[Dataset Boundary: Start]

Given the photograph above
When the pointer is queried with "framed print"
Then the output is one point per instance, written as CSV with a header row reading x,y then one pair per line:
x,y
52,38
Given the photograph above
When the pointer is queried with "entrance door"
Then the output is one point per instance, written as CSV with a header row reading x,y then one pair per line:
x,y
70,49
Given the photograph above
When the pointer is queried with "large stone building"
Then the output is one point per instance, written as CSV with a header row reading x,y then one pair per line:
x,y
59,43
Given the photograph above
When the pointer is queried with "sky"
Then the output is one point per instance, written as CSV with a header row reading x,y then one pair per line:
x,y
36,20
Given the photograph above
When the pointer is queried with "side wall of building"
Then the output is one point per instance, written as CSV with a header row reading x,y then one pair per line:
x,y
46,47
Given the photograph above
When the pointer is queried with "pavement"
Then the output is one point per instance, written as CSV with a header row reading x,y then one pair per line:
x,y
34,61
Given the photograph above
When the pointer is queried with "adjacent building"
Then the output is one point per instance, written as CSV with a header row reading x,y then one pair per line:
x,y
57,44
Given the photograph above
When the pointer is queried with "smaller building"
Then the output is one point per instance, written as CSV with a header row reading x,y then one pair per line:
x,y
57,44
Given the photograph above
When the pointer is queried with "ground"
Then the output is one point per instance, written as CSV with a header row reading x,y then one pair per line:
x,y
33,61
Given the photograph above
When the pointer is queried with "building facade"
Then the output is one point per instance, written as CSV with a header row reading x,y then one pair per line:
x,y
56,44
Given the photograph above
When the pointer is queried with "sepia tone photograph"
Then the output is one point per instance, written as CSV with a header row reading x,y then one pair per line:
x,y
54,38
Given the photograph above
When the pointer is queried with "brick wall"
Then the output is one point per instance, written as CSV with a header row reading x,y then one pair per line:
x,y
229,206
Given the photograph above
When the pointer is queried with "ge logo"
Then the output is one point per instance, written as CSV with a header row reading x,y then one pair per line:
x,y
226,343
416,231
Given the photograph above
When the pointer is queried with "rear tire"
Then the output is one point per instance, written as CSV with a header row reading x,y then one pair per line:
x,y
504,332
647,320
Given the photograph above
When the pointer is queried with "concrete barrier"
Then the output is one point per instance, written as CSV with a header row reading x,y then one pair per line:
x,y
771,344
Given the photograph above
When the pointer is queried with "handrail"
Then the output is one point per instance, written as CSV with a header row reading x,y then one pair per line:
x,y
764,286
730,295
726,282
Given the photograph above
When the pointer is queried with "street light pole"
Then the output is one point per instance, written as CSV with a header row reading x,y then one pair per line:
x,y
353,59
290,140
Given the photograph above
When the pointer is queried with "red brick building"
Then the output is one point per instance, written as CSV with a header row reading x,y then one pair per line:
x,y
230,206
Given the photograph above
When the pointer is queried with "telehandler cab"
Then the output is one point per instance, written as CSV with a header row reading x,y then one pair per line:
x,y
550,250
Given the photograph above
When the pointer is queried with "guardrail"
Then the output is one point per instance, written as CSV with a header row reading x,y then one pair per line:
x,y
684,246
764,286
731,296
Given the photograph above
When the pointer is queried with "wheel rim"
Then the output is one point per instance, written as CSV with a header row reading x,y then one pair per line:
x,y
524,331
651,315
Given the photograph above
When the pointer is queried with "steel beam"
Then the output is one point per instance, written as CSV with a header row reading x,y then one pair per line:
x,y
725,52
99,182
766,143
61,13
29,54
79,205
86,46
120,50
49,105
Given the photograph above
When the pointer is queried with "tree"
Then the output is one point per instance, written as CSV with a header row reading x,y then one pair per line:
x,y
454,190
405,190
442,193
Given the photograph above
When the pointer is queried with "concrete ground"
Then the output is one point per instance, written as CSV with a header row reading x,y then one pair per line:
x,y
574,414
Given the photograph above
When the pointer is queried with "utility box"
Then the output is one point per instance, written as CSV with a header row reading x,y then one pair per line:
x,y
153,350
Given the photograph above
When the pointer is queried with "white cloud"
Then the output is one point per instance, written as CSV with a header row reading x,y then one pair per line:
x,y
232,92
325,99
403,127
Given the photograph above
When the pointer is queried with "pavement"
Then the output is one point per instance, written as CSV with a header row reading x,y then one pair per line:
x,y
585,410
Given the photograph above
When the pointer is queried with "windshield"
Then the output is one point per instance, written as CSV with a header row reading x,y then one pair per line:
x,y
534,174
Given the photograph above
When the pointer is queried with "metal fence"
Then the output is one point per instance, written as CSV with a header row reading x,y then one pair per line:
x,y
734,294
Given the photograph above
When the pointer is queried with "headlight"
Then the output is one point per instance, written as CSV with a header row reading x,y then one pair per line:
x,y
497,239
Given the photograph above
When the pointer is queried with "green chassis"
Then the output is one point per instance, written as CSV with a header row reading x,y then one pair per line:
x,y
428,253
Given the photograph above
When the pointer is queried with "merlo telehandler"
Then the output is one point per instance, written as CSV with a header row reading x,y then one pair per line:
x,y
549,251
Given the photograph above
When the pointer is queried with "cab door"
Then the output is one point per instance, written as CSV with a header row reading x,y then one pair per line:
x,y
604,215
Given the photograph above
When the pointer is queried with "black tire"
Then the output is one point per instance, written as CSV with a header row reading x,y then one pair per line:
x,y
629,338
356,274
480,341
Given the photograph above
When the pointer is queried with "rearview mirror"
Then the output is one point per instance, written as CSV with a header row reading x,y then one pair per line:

[Dataset Boundary: End]

What you will do:
Every record shown above must be echoed exactly.

Exercise result:
Given the photograph above
When the pointer is queried with "framed print"
Then the output is one point per instance, written as CSV with a header row reading x,y then one pair per line:
x,y
52,38
Given the photograph above
When the pointer is queried with "entrance door"
Then the output is one point per instance, written as CSV with a header row reading x,y then one pair per line:
x,y
70,49
Given the photograph above
When the pointer is queried with "large stone building"
Then the output is one point per instance, written as CSV with a header row reading x,y then one pair per line:
x,y
59,43
Given the photograph above
When the pointer is queried with "sky"
Then the output is one point per instance, written as CSV with a header row reading x,y then one pair per line:
x,y
36,20
Given the photograph above
When the pointer is queried with "side wall of building"
Then the output is one point per instance, written as CSV with a header row reading x,y then one pair per line:
x,y
46,47
Given the photograph above
When the pointer is queried with "pavement"
Then the output is one point per instance, written as CSV with a header row reading x,y then one pair per line:
x,y
34,61
Given the photograph above
When the pointer is queried with "adjacent building"
Then the output is one point per instance, written as CSV with a header row reading x,y then one pair per line:
x,y
57,44
Given the photograph above
When the pointer is queried with "smaller building"
Then the output is one point per instance, written as CSV with a header row reading x,y then one pair per line:
x,y
57,44
Given the photograph above
When the pointer is queried with "ground"
Then the output is one point per instance, written as CSV with a header row reading x,y then one pair per line:
x,y
33,61
Given the photograph above
When the pointer is queried with "building facade"
Then the output is one point per instance, written as CSV with a header row reading x,y then one pair per line:
x,y
56,44
Given the photograph above
When the pointer is queried with "sepia tone photograph"
Then the output is one point per instance, written as CSV with a header row reading x,y then one pair per line:
x,y
54,38
Given the photograph above
When the pointer is queried with "brick wall"
Then the output is one point per instance, written as CSV with a header row reading x,y then one pair per line:
x,y
229,206
Given the photograph above
When the pointer is queried with "ge logo"
Then the output is one point per instance, written as CSV with a header row reading x,y then one pair per line:
x,y
226,343
416,231
Given the photograph above
When the pointer is queried with "rear tire"
Then the output is one point per instance, written as CSV with a header row reading x,y then one pair per line:
x,y
504,332
647,320
Given the photograph above
When the pointer is queried with "concrete barrier"
Then the output is one point per instance, written as CSV with a header row reading x,y then one pair per line:
x,y
771,344
Given the photograph above
When the pointer is queried with "handrail"
Then the output is one point per instance, written as CSV with a header row reading x,y then one pair per line:
x,y
764,286
730,295
726,282
Given the photograph above
When the pointer is queried with "street light pole"
Then the output is one point per instance, written as CSV with a header row reading x,y then one pair per line:
x,y
353,59
290,140
Given the photograph above
When the pointer is queried with "red brick building"
Then the output is one point per instance, written as CSV with a header row reading x,y then one pair per line:
x,y
230,206
Given the photograph above
When the pointer is queried with "telehandler cab"
Then the output is one point per instance, written as CSV with a header row reading x,y then one pair per line:
x,y
550,250
Given the photograph above
When the pointer is queried with "guardrail"
Then the output is one point per instance, written as CSV with a header row reading x,y then one pair per line:
x,y
684,246
764,286
731,296
Given the photograph above
When the pointer is queried with "wheel rim"
Then the output is one point per instance, written as CSV with a header row reading x,y then one pair per line:
x,y
524,331
651,315
Given the photograph above
When the pointer is queried with "steel beam"
Then the output is one point per instance, written as CSV with a header row reading x,y then one pair per line:
x,y
725,52
99,182
766,143
61,13
29,54
79,205
86,46
120,50
49,105
Given the photograph above
When the pointer is queried with "tree"
Then the output is one point per instance, written as CSV with a header row reading x,y then one pair per line:
x,y
454,190
405,190
442,193
Given the photograph above
When the pointer is queried with "concrete ground"
Then the output is one point per instance, written as CSV with a header row reading x,y then one pair per line:
x,y
574,414
Given the photograph above
When the pointer is queried with "utility box"
Then the output is one point per instance, written as CSV with a header row reading x,y then one pair per line:
x,y
153,350
Given the photograph above
When the pointer is queried with "white cloud"
Then the output is one point per instance, written as CSV with a header row reading x,y then one pair per line:
x,y
232,92
325,99
403,127
Given the photograph above
When the pointer is queried with "pavement"
Then the output is one point per instance, written as CSV with a header row reading x,y then one pair per line:
x,y
585,410
Given the photograph above
When the pointer is queried with "windshield"
Then the output is one point per instance, written as CSV with a header row reading x,y then one pair per line:
x,y
534,174
Given the photograph above
When the pointer is queried with "metal fence"
Then the output is one point per instance, written as CSV with a header row reading x,y then one pair per line:
x,y
734,294
Given the photograph above
When the pointer is queried with "headlight"
Then the output is one point per instance, written as CSV with a header row reading x,y then one pair per line:
x,y
497,239
Given the photograph above
When the pointer is queried with "green chassis"
Then the output is one point per instance, written as CSV with a header row reading x,y then one pair per line:
x,y
428,253
Given the photograph above
When the pointer is queried with "merlo telehandler"
Then the output is one point per instance, written as CSV with a header row reading x,y then one pair per line:
x,y
549,251
Given the photograph above
When the pointer is queried with "cab door"
Then the output is one point per instance, written as CSV with a header row reading x,y then one pair per line:
x,y
604,215
Given the photograph above
When the pointer is queried with "black tire"
Then the output is one point per instance, written as CSV with a header row reading x,y then one pair per line:
x,y
629,338
356,274
480,341
Given the photograph above
When the pointer is queried with "rearview mirror"
Then the output is one point per instance, written as CSV with a header row reading x,y then one pair per line:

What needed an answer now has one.